------ Passage given

Although the film Bob and his Enlarged Amygdala was a “passion project” for Parker that took only three months to write before its Aug. 8 premiere at Geeksboro Coffeehouse Cinema, not every actor that he invited to be involved with the film shared in his enthusiasm.

“Early on I did have a couple of people say that it was too much for them, which I don’t respect because I do roles, that’s an actor’s life,” Parker said. “I am very much an atheist and I have played many preachers.”

Bob and his Enlarged Amygdala, while a comedic film about a bigot, with a scattering of hilarious features like a dance number, a dominatrix doctor office scene, a classic cat lady, a concupiscent skunk lady, and limitless political puns, truly has a serious underlying message.

“It goes against guns,” Parker said. It goes against religion. It goes mainly against this idea that America is supposed to be one thing. This is a part of the style in which I grew up, America is supposed to be, white, preferably male, Anglo-Saxon heritage, and Protestant; not even Catholic, but Protestant.”

------------
------ Data supplied

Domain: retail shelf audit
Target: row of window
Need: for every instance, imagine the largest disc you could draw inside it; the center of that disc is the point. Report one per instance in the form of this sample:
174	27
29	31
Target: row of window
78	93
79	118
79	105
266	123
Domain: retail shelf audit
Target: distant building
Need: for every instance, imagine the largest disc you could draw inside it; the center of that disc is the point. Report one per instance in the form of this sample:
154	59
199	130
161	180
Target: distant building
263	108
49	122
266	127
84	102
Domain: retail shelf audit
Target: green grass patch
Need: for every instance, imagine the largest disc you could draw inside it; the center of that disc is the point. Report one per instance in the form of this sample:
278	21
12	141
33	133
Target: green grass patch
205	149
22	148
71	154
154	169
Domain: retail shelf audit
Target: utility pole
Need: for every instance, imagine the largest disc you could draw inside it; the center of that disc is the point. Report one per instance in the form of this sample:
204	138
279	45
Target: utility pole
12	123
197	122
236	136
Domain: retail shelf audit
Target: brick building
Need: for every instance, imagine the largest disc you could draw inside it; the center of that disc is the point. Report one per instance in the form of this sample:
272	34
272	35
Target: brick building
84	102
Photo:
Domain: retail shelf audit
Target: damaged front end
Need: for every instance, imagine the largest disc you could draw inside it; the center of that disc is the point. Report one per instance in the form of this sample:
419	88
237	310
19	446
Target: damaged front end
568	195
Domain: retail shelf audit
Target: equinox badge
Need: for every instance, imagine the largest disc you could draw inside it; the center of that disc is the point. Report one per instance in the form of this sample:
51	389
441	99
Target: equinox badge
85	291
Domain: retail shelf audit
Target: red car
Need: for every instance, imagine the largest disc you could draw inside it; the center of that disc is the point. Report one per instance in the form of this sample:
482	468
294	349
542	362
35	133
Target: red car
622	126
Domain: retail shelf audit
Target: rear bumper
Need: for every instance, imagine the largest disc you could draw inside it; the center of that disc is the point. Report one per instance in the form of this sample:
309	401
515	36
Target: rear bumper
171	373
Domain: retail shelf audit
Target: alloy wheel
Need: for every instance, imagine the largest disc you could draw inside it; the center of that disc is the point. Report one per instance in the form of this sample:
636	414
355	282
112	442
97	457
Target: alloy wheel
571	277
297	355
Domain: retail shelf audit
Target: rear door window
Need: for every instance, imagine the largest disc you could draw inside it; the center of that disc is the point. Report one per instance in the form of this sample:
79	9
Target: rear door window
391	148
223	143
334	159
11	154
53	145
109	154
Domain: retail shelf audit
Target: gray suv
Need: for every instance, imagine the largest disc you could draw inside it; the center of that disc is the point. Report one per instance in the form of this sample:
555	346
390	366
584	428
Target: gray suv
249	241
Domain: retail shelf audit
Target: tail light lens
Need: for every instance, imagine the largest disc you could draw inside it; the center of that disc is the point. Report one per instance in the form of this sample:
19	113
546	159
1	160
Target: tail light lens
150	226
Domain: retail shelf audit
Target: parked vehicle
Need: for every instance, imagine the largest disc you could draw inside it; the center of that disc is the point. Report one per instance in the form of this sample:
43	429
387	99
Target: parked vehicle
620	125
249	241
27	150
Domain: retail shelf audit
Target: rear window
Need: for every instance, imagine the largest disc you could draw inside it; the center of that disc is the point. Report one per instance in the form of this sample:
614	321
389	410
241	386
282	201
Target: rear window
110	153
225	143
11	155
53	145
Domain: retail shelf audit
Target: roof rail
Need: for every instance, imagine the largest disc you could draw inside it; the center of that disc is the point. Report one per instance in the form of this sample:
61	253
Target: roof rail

------------

● What you need to do:
**A)** Could you retype the article on Parker's film, starting at "Although the film" and ending at "serious underlying message."?
**B)** Can you carry on the article about the film Bob and his Enlarged Amygdala, picking up after its last sentence?
The data is separate material from the passage about Parker's film.

● Expected answers:
**A)**
Although the film Bob and his Enlarged Amygdala was a “passion project” for Parker that took only three months to write before its Aug. 8 premiere at Geeksboro Coffeehouse Cinema, not every actor that he invited to be involved with the film shared in his enthusiasm.

“Early on I did have a couple of people say that it was too much for them, which I don’t respect because I do roles, that’s an actor’s life,” Parker said. “I am very much an atheist and I have played many preachers.”

Bob and his Enlarged Amygdala, while a comedic film about a bigot, with a scattering of hilarious features like a dance number, a dominatrix doctor office scene, a classic cat lady, a concupiscent skunk lady, and limitless political puns, truly has a serious underlying message.

**B)**
Stephanie Lindley, the actor who plays German dominatrix-scientist Schlampe, willing agreed to participate in Parker’s film, never having worked with him, simply because of shared values.

“I’m a Bernie supporter,” Lindley said. “I was all for this. I assumed everybody would be of that mindset, but when I went on set the day of filming. I didn’t feel like everyone was necessarily of the same political mindset. I was having a little battle with the guy playing the doctor over who we were going to vote for.”

There will be no entries into an independent film festival, vying for the attention of a cable network, or straight-to-DVD movie deal for Bob. The story of his amygdala and the ruckus it creates can be seen for free on YouTube. And now that the dust has settled from the hype of the film the cast has largely moved on.

“We still have candidates who are hanging on by their fingernails to archaic concepts.” Parker said. “These constructs of race, religion, national origin and sexual preference are created constructs, and they are not helpful. They are usually very harmful.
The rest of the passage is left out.